▶ [Problem statement]:
Begin with the line containing "sky and report the pixel coordinates." and reproduce it and all later lines exactly, through the last line of the records. Add nothing else.
Dataset excerpts below:
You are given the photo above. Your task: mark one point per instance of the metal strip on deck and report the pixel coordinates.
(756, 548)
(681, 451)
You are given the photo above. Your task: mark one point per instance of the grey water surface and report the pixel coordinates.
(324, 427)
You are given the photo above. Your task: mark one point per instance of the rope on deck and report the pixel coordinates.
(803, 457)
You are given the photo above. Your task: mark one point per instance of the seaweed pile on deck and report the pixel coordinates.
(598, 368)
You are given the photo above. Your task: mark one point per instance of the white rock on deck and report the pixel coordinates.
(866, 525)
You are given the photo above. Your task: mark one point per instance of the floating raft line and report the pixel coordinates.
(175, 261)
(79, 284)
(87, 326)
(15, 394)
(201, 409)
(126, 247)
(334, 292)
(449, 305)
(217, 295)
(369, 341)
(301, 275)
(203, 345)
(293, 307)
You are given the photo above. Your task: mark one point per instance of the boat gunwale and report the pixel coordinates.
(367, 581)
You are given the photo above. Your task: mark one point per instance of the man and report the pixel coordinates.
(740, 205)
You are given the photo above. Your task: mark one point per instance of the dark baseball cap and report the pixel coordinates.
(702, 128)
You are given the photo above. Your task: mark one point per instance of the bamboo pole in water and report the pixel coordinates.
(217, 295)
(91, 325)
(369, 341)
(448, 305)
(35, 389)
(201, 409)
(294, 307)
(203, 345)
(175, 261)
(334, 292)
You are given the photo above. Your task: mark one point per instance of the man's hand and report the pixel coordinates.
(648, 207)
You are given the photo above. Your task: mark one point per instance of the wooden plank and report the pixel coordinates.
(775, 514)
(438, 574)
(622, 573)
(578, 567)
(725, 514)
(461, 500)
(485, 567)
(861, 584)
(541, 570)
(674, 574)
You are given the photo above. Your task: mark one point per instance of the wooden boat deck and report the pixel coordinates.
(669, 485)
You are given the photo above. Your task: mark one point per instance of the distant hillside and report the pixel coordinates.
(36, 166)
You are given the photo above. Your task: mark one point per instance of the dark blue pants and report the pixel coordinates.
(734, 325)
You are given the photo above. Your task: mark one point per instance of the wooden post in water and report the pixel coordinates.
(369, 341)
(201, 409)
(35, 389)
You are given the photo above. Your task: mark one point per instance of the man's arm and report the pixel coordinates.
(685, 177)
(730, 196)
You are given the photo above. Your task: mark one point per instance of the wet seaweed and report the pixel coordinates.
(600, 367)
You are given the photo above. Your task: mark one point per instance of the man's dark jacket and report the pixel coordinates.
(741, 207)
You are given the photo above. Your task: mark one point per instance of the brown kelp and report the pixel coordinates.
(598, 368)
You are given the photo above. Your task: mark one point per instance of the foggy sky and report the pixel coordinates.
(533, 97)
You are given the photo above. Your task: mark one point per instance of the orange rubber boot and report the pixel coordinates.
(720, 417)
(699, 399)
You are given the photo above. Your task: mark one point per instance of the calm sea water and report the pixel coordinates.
End of Dataset excerpts.
▶ [Written solution]:
You are given the photo above. Your task: mark one point per instance of the foggy sky and report the pixel coordinates.
(533, 97)
You are given the photo above. Your task: mark one point per instance of the orange rubber boot and report the pixel coordinates.
(720, 417)
(699, 399)
You are given the photo above. Your task: mark one point per instance of the calm sea water and report the pixel coordinates.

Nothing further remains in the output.